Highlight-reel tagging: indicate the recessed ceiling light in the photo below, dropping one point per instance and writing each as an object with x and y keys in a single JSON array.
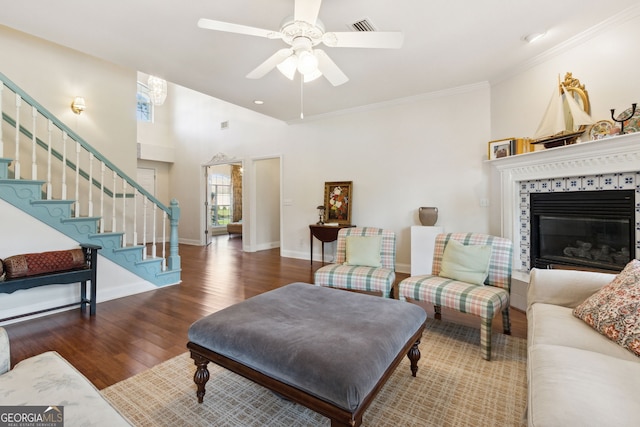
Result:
[{"x": 533, "y": 37}]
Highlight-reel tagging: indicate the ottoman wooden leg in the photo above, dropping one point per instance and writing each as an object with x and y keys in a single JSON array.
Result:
[
  {"x": 201, "y": 376},
  {"x": 414, "y": 356}
]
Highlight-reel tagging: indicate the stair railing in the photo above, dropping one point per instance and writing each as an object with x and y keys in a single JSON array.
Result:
[{"x": 70, "y": 165}]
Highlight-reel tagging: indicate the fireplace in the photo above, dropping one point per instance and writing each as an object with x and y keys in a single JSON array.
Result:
[{"x": 591, "y": 230}]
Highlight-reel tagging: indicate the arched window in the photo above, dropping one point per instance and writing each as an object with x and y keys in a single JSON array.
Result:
[
  {"x": 144, "y": 109},
  {"x": 220, "y": 199}
]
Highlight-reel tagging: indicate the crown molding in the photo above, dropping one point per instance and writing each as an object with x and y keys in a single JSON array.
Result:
[
  {"x": 394, "y": 102},
  {"x": 618, "y": 19}
]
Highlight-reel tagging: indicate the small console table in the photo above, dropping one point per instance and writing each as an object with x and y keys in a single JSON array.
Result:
[{"x": 324, "y": 233}]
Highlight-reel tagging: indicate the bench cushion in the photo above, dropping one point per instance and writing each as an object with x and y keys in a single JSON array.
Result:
[
  {"x": 43, "y": 262},
  {"x": 330, "y": 343}
]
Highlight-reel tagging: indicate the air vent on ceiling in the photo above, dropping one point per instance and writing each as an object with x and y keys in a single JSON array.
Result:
[{"x": 363, "y": 25}]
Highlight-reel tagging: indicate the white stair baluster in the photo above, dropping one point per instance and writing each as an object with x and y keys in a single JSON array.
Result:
[
  {"x": 90, "y": 211},
  {"x": 135, "y": 216},
  {"x": 153, "y": 236},
  {"x": 49, "y": 142},
  {"x": 145, "y": 205},
  {"x": 34, "y": 164},
  {"x": 1, "y": 140},
  {"x": 164, "y": 241},
  {"x": 102, "y": 170},
  {"x": 113, "y": 207},
  {"x": 64, "y": 165},
  {"x": 77, "y": 203},
  {"x": 16, "y": 160},
  {"x": 124, "y": 213}
]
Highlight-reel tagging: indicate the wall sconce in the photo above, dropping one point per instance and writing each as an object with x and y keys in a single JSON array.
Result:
[
  {"x": 320, "y": 214},
  {"x": 78, "y": 105}
]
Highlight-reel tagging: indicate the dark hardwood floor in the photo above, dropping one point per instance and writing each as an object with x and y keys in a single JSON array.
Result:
[{"x": 132, "y": 334}]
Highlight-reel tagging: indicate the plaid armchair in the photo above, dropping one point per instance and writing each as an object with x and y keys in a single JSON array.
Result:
[
  {"x": 483, "y": 301},
  {"x": 359, "y": 277}
]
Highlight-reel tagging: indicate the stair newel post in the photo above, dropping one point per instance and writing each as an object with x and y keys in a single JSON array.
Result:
[
  {"x": 1, "y": 140},
  {"x": 77, "y": 183},
  {"x": 16, "y": 161},
  {"x": 174, "y": 258},
  {"x": 145, "y": 206},
  {"x": 34, "y": 164},
  {"x": 49, "y": 142},
  {"x": 90, "y": 207},
  {"x": 155, "y": 228},
  {"x": 64, "y": 165},
  {"x": 135, "y": 216},
  {"x": 124, "y": 213},
  {"x": 113, "y": 205},
  {"x": 103, "y": 168}
]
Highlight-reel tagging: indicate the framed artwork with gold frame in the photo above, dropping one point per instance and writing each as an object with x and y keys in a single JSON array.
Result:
[
  {"x": 338, "y": 196},
  {"x": 501, "y": 148}
]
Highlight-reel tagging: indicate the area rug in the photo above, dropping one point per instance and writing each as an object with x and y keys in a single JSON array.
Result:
[{"x": 454, "y": 387}]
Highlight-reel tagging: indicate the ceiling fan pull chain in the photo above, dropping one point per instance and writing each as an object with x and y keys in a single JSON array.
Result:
[{"x": 301, "y": 97}]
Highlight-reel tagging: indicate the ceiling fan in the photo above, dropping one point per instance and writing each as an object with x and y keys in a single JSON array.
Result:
[{"x": 302, "y": 33}]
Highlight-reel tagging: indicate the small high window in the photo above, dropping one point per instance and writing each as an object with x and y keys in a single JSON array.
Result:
[{"x": 144, "y": 109}]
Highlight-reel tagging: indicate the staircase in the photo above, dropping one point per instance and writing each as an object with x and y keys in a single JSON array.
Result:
[{"x": 104, "y": 209}]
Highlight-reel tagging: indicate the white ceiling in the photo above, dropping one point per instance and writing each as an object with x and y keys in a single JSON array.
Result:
[{"x": 447, "y": 43}]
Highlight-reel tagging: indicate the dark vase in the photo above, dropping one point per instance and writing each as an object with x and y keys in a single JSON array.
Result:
[{"x": 428, "y": 216}]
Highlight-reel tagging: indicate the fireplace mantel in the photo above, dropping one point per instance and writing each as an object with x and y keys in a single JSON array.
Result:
[{"x": 607, "y": 156}]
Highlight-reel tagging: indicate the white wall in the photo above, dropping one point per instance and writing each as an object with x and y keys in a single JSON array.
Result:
[
  {"x": 425, "y": 151},
  {"x": 24, "y": 234},
  {"x": 602, "y": 61},
  {"x": 266, "y": 202},
  {"x": 54, "y": 75}
]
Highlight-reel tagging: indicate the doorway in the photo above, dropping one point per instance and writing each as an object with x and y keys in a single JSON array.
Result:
[
  {"x": 223, "y": 199},
  {"x": 266, "y": 204}
]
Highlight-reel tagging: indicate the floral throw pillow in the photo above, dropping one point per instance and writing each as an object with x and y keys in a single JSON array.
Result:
[{"x": 614, "y": 310}]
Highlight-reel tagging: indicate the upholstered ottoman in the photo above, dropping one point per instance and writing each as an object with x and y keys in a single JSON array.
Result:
[{"x": 327, "y": 349}]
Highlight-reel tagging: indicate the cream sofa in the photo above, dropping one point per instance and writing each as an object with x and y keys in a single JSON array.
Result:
[
  {"x": 576, "y": 376},
  {"x": 49, "y": 380}
]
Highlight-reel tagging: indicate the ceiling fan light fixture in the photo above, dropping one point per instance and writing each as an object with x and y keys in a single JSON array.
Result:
[
  {"x": 288, "y": 67},
  {"x": 309, "y": 77},
  {"x": 307, "y": 63},
  {"x": 533, "y": 37}
]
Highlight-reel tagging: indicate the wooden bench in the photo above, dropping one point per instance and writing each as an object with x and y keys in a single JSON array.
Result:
[
  {"x": 327, "y": 349},
  {"x": 87, "y": 272}
]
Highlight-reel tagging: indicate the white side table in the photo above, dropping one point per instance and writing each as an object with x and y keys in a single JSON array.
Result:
[{"x": 422, "y": 242}]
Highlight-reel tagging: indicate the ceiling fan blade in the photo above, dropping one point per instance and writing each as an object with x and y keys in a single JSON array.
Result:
[
  {"x": 367, "y": 39},
  {"x": 329, "y": 68},
  {"x": 306, "y": 10},
  {"x": 271, "y": 62},
  {"x": 210, "y": 24}
]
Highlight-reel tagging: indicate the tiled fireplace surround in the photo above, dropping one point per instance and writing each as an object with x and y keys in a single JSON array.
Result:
[{"x": 608, "y": 164}]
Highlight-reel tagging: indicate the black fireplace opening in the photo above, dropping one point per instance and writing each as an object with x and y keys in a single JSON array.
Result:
[{"x": 591, "y": 230}]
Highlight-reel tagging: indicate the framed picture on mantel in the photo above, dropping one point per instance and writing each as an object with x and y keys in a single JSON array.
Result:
[
  {"x": 501, "y": 148},
  {"x": 338, "y": 197}
]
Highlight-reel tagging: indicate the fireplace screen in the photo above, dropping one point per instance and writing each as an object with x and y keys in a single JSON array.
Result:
[{"x": 592, "y": 230}]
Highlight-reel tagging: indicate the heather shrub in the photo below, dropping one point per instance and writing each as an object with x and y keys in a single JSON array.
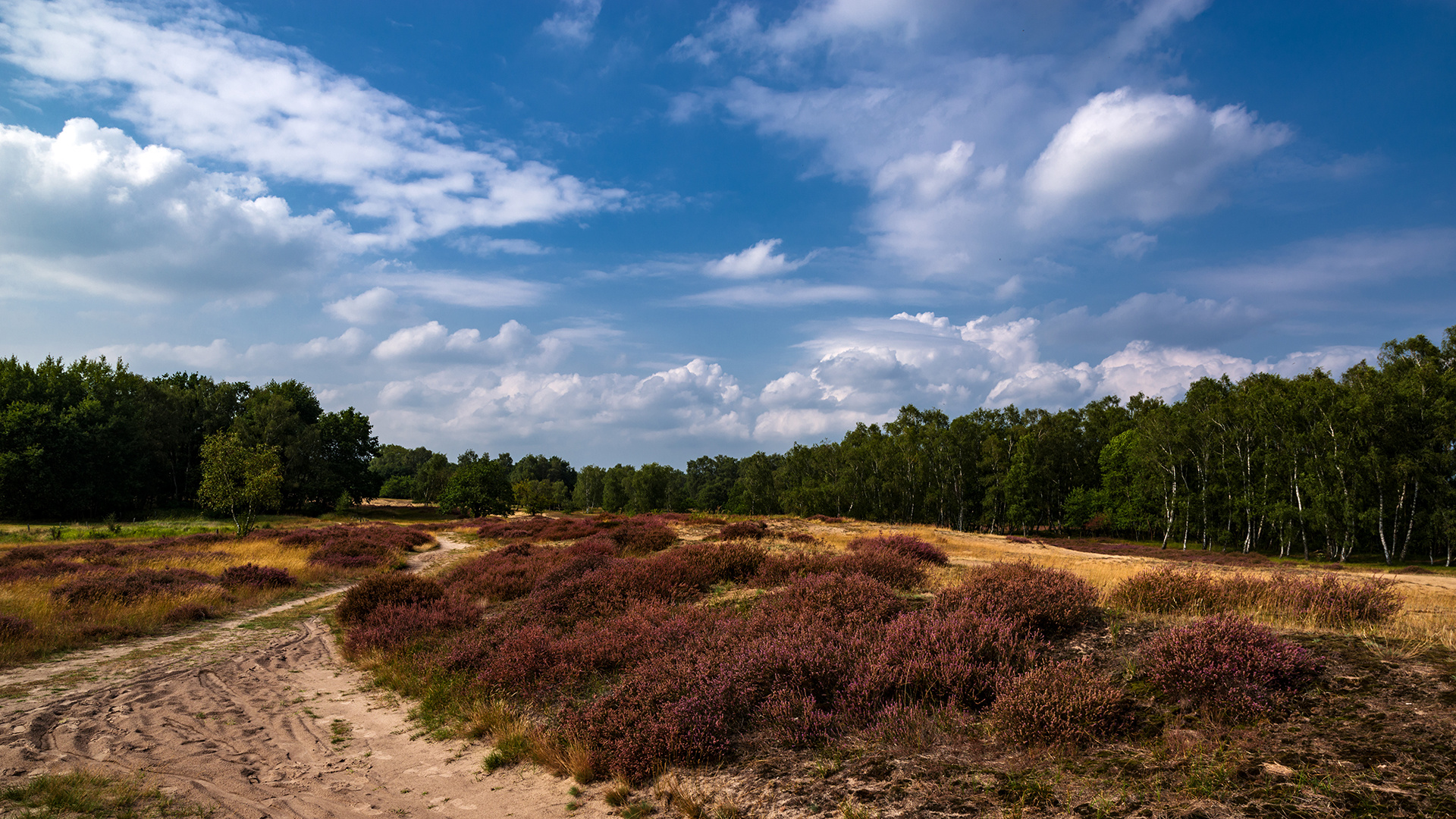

• _WRITTEN PROBLEM_:
Gather every line in the items above that contains the word "wooden", and copy each of those lines in full.

• _THE SOLUTION_:
Highlight-reel tagging: indicate the ottoman wooden leg in the photo above, dropping one point per instance and writing each as an object with x and y keys in a single JSON array.
Highlight-reel tagging: indicate the wooden bench in the photo above, dropping one point per instance and writing each as an object with x and y keys in a single JSON array.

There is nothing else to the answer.